(Entries for segmentation labeling)
====================

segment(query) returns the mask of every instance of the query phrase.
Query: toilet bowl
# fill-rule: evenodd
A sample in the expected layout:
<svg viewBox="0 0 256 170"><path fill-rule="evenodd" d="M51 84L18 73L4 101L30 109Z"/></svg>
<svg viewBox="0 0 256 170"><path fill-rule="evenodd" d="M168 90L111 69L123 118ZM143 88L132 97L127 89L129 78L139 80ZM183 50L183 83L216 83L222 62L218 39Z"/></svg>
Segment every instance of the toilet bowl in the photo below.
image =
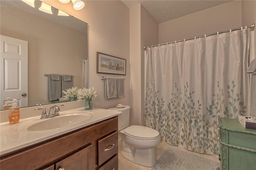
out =
<svg viewBox="0 0 256 170"><path fill-rule="evenodd" d="M122 138L122 155L126 159L144 166L152 167L156 162L155 147L160 141L159 133L145 126L128 127L130 107L110 109L122 112L118 115L118 134Z"/></svg>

====================

▸ **Problem requirements**
Switch each "toilet bowl" in the records to "bathroom sink" and write the records out again with everything else unchanged. Leave the pictures out of your answer.

▸ **Correct response**
segment(query) returns the mask of every instance of the query phrase.
Query: bathroom sink
# fill-rule: evenodd
A sample in the expected layout:
<svg viewBox="0 0 256 170"><path fill-rule="evenodd" d="M51 84L18 73L4 101L30 109Z"/></svg>
<svg viewBox="0 0 256 170"><path fill-rule="evenodd" d="M168 90L111 69L123 118ZM143 88L132 97L127 89L129 78L139 80ZM183 50L183 83L216 83L222 62L218 39Z"/></svg>
Segment every instance of the bathroom sink in the photo below.
image =
out =
<svg viewBox="0 0 256 170"><path fill-rule="evenodd" d="M122 138L122 155L126 159L144 166L152 167L156 162L155 147L160 141L159 133L145 126L128 127L130 107L110 109L122 112L118 115L118 134Z"/></svg>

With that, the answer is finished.